- TEXT SECTION:

- Opening Delimiter -

Achieving your fitness goals begins with a well-structured workout routine. As a certified personal trainer, my clients often ask, “How many exercises per workout do you need to be effective?”
It’s a vital question because the correct number of exercises can make or break your fitness journey.
It is usually followed right behind with, “How many reps per workout do you need to grow muscle?”
In this comprehensive guide, we will delve into the factors that influence the ideal number of exercises per workout session when it comes to strength training.
Whether you’re starting your journey, an intermediate enthusiast looking to level up, or an advanced athlete striving for peak performance, the number of exercises you incorporate can significantly impact your results.
Factors influencing the number of exercises
Your fitness goals, like getting stronger muscles, losing weight, or having more endurance, decide what exercises you should do.
To gain muscle mass, you’ll focus on exercises that make your muscles work hard, like lifting weights.
For weight loss, it’s about burning calories, so activities that get your heart pumping, like running or dancing, are great.
If endurance is your goal, choose exercises that improve your stamina, such as biking or swimming.
Remember, your goals shape your workout plan. So, know what you want, and pick exercises that match your goal.
Exercise needs can vary for beginners, intermediate, and advanced fitness levels:
- If you’re new to working out, starting with simple exercises is important.
- You’ll want to build a strong foundation, so basic moves like push-ups, squats, and walking are good.
- Too many complex exercises might be overwhelming and increase the risk of injury.
- Focus on learning proper form and gradually increasing intensity.
- After gaining some experience, you can add more variety to your workouts.
- Incorporate new exercises and increase the challenge.
- This might mean adding weights or trying more advanced bodyweight exercises.
- You should still prioritize good form to prevent injury.

- Closing Delimiter -

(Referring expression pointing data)
- Opening Delimiter -

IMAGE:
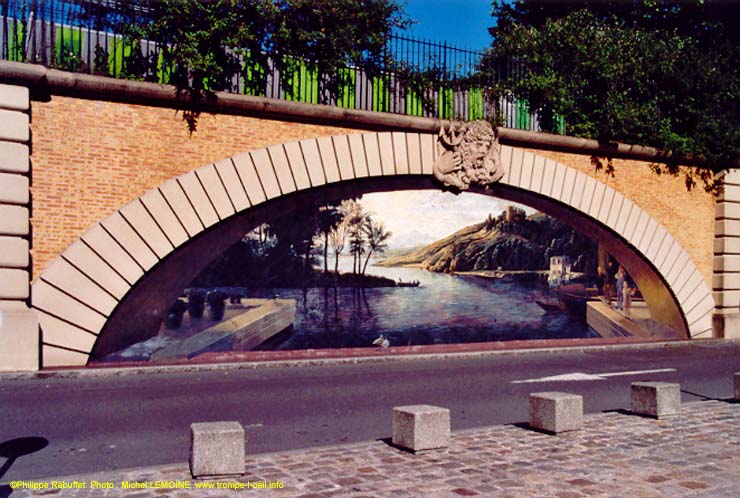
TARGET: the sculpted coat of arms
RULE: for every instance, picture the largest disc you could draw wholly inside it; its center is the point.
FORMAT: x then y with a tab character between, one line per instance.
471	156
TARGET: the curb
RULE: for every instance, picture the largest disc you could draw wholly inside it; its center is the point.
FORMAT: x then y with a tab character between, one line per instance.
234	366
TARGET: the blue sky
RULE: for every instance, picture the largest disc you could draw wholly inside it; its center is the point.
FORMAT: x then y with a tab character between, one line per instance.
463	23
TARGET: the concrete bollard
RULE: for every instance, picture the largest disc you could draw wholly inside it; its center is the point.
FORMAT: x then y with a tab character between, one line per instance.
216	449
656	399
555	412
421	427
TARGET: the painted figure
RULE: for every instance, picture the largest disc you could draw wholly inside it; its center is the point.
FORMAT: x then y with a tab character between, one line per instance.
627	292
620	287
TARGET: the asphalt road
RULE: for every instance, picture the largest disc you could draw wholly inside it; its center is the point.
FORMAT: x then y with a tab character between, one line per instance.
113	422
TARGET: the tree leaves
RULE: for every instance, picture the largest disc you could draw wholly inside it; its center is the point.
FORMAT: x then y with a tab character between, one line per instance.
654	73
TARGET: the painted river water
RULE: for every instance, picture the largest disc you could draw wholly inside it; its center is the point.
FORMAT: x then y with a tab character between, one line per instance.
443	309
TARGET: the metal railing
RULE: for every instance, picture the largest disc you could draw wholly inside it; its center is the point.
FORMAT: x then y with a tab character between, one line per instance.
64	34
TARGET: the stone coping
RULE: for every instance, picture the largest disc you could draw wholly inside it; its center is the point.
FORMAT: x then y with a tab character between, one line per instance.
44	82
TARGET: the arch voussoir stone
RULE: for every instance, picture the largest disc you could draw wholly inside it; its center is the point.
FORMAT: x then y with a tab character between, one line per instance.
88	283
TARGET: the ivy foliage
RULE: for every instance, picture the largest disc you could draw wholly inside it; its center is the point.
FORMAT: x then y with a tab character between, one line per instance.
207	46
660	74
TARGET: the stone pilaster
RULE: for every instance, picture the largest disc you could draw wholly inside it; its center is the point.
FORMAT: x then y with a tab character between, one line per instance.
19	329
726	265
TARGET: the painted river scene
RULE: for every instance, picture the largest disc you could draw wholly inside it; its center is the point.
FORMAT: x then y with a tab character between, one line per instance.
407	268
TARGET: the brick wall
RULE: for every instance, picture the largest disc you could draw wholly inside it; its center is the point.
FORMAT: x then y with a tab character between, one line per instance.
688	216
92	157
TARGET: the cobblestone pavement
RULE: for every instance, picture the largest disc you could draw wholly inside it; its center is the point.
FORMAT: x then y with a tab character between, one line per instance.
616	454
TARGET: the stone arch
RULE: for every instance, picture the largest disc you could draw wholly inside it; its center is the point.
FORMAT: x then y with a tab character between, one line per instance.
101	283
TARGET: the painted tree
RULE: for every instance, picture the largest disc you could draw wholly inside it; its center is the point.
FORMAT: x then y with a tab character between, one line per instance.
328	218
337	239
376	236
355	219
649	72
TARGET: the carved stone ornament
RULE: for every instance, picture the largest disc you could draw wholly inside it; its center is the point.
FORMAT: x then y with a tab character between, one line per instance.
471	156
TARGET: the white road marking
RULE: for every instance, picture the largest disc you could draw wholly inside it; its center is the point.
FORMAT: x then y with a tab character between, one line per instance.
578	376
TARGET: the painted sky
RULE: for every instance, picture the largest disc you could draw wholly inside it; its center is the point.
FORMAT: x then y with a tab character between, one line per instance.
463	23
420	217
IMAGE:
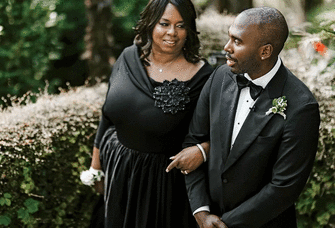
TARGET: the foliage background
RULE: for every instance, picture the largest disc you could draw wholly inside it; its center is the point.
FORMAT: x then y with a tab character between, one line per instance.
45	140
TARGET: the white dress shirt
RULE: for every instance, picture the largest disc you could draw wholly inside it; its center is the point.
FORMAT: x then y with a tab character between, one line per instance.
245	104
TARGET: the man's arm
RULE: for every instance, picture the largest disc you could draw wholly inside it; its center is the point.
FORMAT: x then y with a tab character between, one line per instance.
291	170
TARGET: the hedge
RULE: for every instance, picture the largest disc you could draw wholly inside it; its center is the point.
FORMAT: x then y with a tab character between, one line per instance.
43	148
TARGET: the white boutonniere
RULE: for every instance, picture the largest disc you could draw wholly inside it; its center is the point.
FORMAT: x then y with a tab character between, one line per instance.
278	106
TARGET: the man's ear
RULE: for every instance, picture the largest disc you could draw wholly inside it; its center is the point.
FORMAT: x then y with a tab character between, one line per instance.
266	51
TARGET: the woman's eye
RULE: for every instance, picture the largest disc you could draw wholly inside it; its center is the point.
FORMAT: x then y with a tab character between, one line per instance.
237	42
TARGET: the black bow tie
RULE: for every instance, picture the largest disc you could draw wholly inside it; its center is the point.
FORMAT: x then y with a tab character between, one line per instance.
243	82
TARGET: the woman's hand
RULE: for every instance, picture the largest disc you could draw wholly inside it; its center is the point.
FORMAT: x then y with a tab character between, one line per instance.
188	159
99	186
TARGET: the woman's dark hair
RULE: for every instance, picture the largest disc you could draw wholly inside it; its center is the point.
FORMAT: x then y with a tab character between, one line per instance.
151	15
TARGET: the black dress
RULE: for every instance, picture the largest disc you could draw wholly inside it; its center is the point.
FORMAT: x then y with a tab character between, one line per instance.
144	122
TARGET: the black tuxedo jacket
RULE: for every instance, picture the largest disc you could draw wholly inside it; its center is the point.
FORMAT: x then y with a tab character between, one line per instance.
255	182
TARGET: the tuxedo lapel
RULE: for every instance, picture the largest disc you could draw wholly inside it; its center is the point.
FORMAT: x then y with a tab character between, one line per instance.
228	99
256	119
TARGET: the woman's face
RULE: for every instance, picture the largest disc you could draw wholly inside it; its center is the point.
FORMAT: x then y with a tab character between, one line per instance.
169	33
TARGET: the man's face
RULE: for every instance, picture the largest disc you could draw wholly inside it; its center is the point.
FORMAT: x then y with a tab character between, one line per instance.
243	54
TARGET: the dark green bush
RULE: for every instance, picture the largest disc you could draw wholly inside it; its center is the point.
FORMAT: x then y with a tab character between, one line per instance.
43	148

- Closing Delimiter -
- Opening Delimiter -

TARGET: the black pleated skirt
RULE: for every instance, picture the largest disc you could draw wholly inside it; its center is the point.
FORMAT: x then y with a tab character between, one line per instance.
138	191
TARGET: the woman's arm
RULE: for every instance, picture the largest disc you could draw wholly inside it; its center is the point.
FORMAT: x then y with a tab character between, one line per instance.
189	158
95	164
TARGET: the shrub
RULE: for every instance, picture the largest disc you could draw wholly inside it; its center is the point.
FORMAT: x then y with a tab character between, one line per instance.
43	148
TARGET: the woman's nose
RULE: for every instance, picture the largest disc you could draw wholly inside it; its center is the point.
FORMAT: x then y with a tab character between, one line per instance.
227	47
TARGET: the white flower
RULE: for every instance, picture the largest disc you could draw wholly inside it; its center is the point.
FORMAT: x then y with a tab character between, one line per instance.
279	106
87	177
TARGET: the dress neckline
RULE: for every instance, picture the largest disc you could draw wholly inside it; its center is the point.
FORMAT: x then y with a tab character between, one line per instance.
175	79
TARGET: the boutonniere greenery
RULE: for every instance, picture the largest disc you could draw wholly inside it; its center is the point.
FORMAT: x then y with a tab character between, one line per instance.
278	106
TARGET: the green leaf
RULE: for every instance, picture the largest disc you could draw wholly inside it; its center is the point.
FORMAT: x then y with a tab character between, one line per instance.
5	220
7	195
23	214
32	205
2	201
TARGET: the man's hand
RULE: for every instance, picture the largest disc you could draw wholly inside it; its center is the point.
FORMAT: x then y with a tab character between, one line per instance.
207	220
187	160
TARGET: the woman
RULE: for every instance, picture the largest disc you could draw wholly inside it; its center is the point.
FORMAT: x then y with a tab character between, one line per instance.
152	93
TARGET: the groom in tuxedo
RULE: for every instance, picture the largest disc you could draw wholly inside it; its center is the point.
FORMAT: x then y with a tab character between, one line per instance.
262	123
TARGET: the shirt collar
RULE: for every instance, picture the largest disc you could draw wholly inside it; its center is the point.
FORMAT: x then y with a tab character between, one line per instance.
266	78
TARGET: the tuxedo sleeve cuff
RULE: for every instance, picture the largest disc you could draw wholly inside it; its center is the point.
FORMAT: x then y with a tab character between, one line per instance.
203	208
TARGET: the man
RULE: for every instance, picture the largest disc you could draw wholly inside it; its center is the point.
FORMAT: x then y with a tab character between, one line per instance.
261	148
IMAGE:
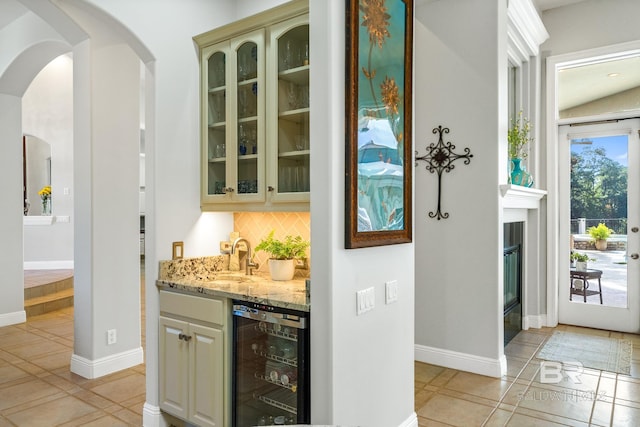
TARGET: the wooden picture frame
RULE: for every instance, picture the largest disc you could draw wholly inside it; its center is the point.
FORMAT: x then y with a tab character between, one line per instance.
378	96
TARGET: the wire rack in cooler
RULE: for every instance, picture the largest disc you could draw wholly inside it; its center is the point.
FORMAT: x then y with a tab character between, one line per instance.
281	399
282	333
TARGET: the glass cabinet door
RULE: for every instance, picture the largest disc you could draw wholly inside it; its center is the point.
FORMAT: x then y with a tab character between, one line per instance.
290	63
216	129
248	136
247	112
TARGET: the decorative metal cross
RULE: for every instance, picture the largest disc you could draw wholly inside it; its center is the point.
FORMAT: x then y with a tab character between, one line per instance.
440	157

- Closing Delimiter -
- Opening Delimiter -

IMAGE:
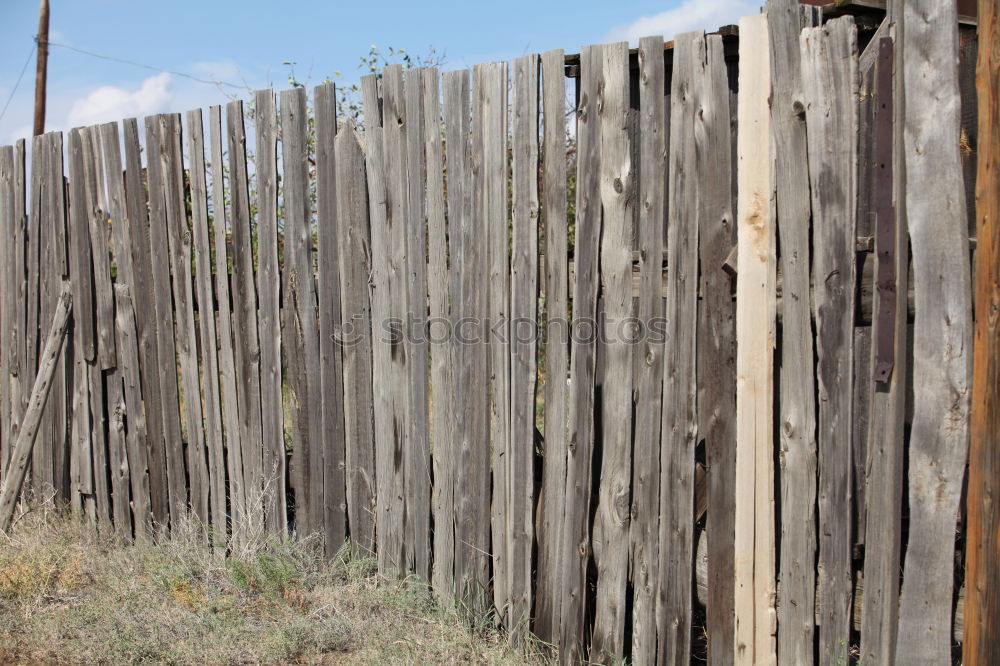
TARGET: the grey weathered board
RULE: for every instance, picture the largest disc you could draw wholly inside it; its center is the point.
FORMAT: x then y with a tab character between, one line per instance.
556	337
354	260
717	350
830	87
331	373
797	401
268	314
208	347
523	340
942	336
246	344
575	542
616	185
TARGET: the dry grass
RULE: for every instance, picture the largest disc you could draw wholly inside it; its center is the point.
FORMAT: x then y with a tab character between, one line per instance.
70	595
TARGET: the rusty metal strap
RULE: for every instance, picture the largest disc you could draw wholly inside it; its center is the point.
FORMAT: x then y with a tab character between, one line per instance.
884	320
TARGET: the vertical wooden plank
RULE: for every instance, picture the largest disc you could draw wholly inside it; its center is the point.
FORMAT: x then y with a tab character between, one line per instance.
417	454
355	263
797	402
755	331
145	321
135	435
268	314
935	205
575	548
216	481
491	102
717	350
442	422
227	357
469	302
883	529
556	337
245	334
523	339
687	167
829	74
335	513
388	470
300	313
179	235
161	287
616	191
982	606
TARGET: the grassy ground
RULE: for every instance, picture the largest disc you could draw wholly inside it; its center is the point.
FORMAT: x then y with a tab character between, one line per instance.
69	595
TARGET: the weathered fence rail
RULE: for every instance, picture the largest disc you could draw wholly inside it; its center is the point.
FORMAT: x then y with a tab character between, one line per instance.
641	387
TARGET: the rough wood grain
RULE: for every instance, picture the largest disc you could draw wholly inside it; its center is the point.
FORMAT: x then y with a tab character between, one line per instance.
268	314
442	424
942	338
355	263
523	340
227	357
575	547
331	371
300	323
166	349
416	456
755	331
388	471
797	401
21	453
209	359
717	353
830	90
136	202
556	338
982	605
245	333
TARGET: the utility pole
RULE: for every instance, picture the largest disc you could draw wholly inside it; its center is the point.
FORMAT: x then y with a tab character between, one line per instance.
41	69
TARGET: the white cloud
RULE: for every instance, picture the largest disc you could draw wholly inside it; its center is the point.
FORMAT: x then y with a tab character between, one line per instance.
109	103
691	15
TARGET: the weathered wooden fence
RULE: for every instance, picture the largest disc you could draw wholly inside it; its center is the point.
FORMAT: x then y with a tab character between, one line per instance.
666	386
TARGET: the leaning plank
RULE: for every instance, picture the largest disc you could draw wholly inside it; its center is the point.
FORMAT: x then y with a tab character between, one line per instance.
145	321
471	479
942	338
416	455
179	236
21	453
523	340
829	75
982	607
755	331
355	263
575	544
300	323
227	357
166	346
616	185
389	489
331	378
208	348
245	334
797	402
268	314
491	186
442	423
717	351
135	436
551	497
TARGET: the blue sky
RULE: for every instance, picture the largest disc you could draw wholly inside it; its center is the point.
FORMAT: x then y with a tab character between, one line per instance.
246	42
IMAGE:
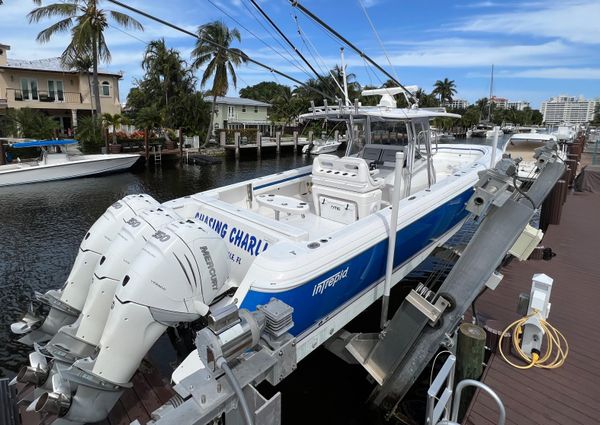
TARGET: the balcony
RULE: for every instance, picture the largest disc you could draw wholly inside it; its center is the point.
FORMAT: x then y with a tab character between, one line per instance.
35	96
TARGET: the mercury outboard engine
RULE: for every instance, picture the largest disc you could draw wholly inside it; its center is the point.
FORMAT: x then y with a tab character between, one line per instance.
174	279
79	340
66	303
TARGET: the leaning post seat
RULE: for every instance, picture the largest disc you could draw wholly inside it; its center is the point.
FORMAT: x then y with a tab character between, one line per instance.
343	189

- Closing Delimiter -

- PROBLEM SET:
• 1. Answer these questions from the exercise guide:
(a) What question usually follows "How many exercises per workout do you need to be effective?"
(b) Which activities are named as great for weight loss?
(c) Which basic moves are suggested for building a strong foundation?
• 2. Carry the exercise guide on from its last sentence.
The rows were taken from a separate source.

- ANSWERS BY ITEM NUMBER:
• 1.
(a) "How many reps per workout do you need to grow muscle?"
(b) Running or dancing.
(c) Push-ups, squats, and walking.

• 2.
- Advanced trainees have been working out for a while and can handle more intense workouts.
- You might use advanced techniques like supersets, plyometrics, or high-intensity interval training (HIIT).
- Your body adapts to exercises faster, so it’s important to keep changing your routine to keep progressing.
- However, don’t forget about safety – even advanced exercisers need to use proper form.
Your available time
If you are short on time, you may need to focus on fewer exercises. But even if you only have 30 minutes, you can still get a good workout in. You can do more intense exercises or focus on compound exercises that work multiple muscle groups at once.
The type of workout you are doing
If you are doing a full-body workout, you will need to do more exercises than if you are doing a workout that focuses on one muscle group.
For example, a full-body workout might include 6-8 exercises, while a leg workout might only include 3-4 exercises.
How many exercises per workout should I do?
The ideal number of exercises per workout session is 3-4 different exercises.
Using three to four exercises will allow you to get a good training session, but it depends on your preferences and the type of movements you are doing.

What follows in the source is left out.